## TEXT SEGMENT
START
This equipment comprises several indispensable components, including a flooding system that maintains a constant temperature and pressure, a core holder, a confining pressure system, a micro-CT scan system, and visualization and analysis software. It operates effectively within a working pressure range of 0–25 MPa and supports a flow rate of 0–200 mL/min. The heating temperature is adjustable from room temperature to 200 °C, while the cooling temperature can be set from room temperature down to −20 °C. The equipment requires a power supply of 380 V at 50 Hz. Additionally, the core holder is compatible with core diameters of 5 mm and 25 mm cylinders.

2.4. Experimental Setups and Procedures

The experiment on the injection and production process of underground gas storage (UGS) used high-purity nitrogen (99.99%) to simulate natural gas present in the reservoir. To replicate the presence of irreducible water in the formation and enhance the micro-CT imaging of irreducible water in the core plugs, a 10% concentration solution of potassium iodide was used. The confining pressure for the core sample was set at 15 MPa, while the pore pressure during the injection and production process ranged from 5 MPa to 13 MPa. The physical experiment for each core plug involved the following specific steps:
1. Weigh the core plug and place it in the core holder. Increase the confining pressure to 15 MPa and close the outlet. Raise the pore pressure to 13 MPa and maintain it for certain period, after which a micro-CT scan is performed.
2. Saturate the core plug with a 10% potassium iodide solution for the formation of irreducible water and weigh it. Place the core plug in the holder, increase the confining pressure to 15 MPa, and use nitrogen to displace the water until none is visible. After a 10-min stabilization period, remove the sample and reweigh the core plug.
END
## GIVEN ENTRIES
START
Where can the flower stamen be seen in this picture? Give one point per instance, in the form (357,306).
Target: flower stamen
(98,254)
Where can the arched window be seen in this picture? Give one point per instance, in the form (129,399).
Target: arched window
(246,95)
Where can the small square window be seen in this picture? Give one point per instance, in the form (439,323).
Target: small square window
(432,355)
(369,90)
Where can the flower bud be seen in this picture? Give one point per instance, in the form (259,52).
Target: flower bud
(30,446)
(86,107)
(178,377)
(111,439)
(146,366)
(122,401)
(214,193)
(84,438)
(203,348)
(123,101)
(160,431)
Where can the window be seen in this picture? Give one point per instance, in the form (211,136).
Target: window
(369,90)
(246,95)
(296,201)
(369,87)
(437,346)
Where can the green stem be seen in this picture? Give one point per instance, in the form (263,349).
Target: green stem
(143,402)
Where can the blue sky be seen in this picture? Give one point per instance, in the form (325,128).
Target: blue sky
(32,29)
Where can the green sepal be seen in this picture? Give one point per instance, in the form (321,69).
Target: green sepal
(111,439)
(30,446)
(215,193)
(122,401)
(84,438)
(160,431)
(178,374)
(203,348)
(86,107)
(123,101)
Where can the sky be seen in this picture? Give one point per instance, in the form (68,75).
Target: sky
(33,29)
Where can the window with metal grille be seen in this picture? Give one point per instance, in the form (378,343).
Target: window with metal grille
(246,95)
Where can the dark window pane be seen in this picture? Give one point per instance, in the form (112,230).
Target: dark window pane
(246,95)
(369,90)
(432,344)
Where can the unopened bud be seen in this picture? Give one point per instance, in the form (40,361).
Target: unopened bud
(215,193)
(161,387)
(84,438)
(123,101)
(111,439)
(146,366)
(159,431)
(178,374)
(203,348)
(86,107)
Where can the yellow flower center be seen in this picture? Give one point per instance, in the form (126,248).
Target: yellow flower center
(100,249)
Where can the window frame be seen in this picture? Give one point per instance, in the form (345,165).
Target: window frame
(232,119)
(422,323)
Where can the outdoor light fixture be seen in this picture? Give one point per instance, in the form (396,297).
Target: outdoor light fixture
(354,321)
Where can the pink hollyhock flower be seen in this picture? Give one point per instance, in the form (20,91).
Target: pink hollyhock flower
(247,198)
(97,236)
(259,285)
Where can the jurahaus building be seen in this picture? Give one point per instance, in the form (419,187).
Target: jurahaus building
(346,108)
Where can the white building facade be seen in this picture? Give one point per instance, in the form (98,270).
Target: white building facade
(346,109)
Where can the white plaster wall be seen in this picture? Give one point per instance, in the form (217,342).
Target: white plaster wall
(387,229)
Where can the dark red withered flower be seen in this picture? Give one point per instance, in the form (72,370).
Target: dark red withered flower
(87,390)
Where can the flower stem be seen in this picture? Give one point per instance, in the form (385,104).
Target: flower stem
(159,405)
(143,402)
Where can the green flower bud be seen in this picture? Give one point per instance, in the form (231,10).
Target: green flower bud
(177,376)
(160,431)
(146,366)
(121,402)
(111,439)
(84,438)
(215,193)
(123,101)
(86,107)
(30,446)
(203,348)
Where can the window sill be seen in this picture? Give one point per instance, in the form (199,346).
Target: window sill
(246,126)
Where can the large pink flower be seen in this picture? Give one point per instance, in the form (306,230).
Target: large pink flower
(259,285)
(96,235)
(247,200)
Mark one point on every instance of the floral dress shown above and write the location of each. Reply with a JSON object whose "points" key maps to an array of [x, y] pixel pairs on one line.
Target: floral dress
END
## GIVEN TASK
According to the underground gas storage text, why was a 10% potassium iodide solution used in the experiment? Answer in one to three sentences. The items come from a different source than the text.

## ANSWER TO THE TASK
The 10% potassium iodide solution was used to replicate the presence of irreducible water in the formation. It also enhanced the micro-CT imaging of irreducible water in the core plugs.